Exercise:
Sift the listing for lines that hold the string "Expected" and pull them out.

Data for review:
******************************

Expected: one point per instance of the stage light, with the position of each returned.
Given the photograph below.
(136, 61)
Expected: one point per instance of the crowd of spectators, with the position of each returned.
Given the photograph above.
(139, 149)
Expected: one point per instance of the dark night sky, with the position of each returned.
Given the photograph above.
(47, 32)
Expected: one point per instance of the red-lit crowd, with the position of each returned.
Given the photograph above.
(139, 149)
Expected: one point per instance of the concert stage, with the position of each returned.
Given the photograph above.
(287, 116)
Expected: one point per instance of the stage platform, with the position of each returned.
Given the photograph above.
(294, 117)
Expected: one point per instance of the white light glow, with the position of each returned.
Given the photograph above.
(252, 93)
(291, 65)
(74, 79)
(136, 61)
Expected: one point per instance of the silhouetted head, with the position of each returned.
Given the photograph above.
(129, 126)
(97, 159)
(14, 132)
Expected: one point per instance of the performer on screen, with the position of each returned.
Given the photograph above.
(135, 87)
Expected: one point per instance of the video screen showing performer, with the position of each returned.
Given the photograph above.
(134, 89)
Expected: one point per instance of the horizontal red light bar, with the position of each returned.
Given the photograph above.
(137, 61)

******************************

Solution to this problem:
Expected: one point per instance of the stage light, with the position of each returned.
Expected: one point per instance of the crowd of spectators, with the position of each returned.
Expected: one point per instance of the dark night sky, with the position of each returned.
Expected: one point per instance of the red-lit crowd, with the position of each returned.
Expected: one point per instance of the concert stage, with the position of each returned.
Expected: one point per instance of the stage platform, with the position of each returned.
Expected: one point per instance of the white light glow, with the position of each returned.
Expected: one point per instance of the silhouetted head, with the position of each returned.
Expected: one point per instance of the performer on screen, with the position of each returned.
Expected: one point per instance of the video screen showing performer, with the position of each returned.
Expected: one point per instance of the horizontal red light bar, with the position of each returned.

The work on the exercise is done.